• **CONSIGNES DE L'EXERCICE**
**A)** Dans l'extrait sur le constat d'infraction, pour quel motif le juge a-t-il rejeté la requête de l'appelant le 12 juin 2009 ? Répondez en une à trois phrases.
**B)** Poursuivez l'extrait sur le constat d'infraction à partir de la question en litige sur laquelle il s'arrête.

── PASSAGE FOURNI

Extraits pertinents

[3] Les faits à l'origine du présent appel sont bien résumés au mémoire de l'appelant :

«Le 5 février 2009, vers 16:41, l'agent de la paix Pierre[sic] Gagnon de la Ville de Montréal a procédé à l'interception d'un véhicule automobile conduit par Monsieur Marc-André Bolduc, au motif que ce dernier circulait à une vitesse supérieure (78km/h) à celle permise (50km/h) sur le boulevard Henri-Bourassa, en direction ouest. L'audition s'est déroulée le 5 mars 2009 et à cette date, l'intimée a déposé en preuve le constat d'infraction portant le numéro 760‑738‑425 (P-1 en liasse). L'intimée a ensuite déclaré sa preuve close. L'appelant a subséquemment présenté une requête pour rejet du constat d'infraction (pour motif d'absence de la signature de l'agent Gagnon). Cette requête a été présentée le 5 mars 2009 mais l'audition a été continuée jusqu'au 14 mai 2009, date à laquelle l'Honorable juge Pierre G. Bouchard a pris la requête en délibéré.
Le 12 juin 2009, il a rendu un jugement écrit dans lequel il a rejeté la requête de l'appelant pour motif que le Tribunal ne pouvait pas conclure que le présent constat d'infraction ne rencontre pas les prescriptions de la loi et des règlements. Suite à ce rejet, le juge a fixé une date pour l'audition de la défense de l'appelant.[...]

Question en litige

[...]

Le constat d'infraction est-il conforme aux dispositions du Règlement sur la forme des constats d'infraction (le Règlement)?

────
── DONNÉES EXTRAITES

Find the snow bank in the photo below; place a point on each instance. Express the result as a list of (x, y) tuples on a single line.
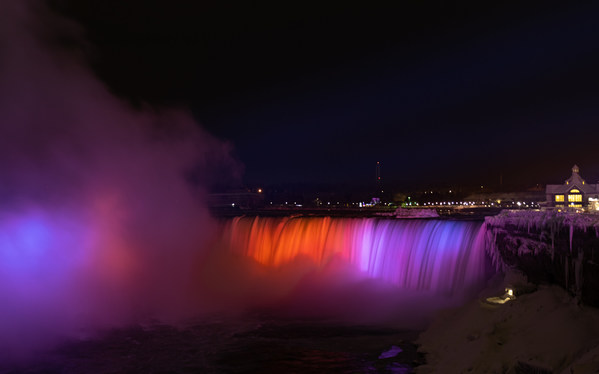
[(543, 331)]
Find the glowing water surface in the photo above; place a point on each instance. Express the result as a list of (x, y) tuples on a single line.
[(434, 255)]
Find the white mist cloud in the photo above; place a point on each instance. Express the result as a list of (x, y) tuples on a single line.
[(98, 224)]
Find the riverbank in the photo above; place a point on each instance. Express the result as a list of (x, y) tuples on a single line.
[(545, 331)]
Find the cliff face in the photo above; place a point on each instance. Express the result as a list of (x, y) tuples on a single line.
[(549, 247)]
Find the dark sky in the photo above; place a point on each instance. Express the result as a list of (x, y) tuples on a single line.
[(439, 93)]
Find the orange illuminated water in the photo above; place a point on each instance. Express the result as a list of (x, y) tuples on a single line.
[(438, 255)]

────

• **RÉPONSES PAR CONSIGNE**
**A)** Le juge a rejeté la requête parce que le Tribunal ne pouvait pas conclure que le constat d'infraction ne rencontrait pas les prescriptions de la loi et des règlements.

**B)**
[9] Pour la bonne compréhension du dossier, il y a lieu de reproduire la partie litigieuse du constat remis à l'appelant. Les parties attestation et signification se lisent comme il suit :

[10] La mention du nom, du matricule et de l'unité qui apparaît sur le constat d'infraction sur support électronique constitue-t-elle une signature au sens du Règlement?

[11] L'appelant prétend que non, car il ne comporte pas la signature exigée par le sous-paragraphe h) du paragraphe 8 de l'article 34 du Règlement, lequel édicte :

«34. Le recto des feuillets ou les données des pages-écran correspondantes du constat d'infraction délivré pour les infractions relatives au contrôle du transport routier, à la sécurité routière et au stationnement d'un véhicule ou pour les infractions dont une municipalité est chargée de la poursuite comporte les rubriques, mot-clés, textes et espaces permettant d'inscrire les mentions suivantes :

(…)

8e. dans la section relative à l'attestation des faits et à la signification du constat d'infraction ou dans des sections distinctes s'y rapportant :

(…)

h) la signature de la personne qui atteste les faits et de la personne qui effectue la signification ou selon le cas leur signature respective apposée : au moyen d'un procédé électronique ou le code de validation de leur signature ainsi apposée; dans le cas où l'attestation et la signification sont effectuées par la même personne, l'indication de ce fait et la signature de cette personne pour l'attestation des faits et pour la signification ou selon le cas, sa signature apposée au moyen d'un procédé électronique ou le code validation de sa signature ainsi apposée».

[12] Pour sa part, Ville de Montréal prétend que le nom de l'agent, son matricule et le numéro de son unité, tels qu'ils apparaissent à la section attestation du constat rencontre les exigences du sous-paragraphe h).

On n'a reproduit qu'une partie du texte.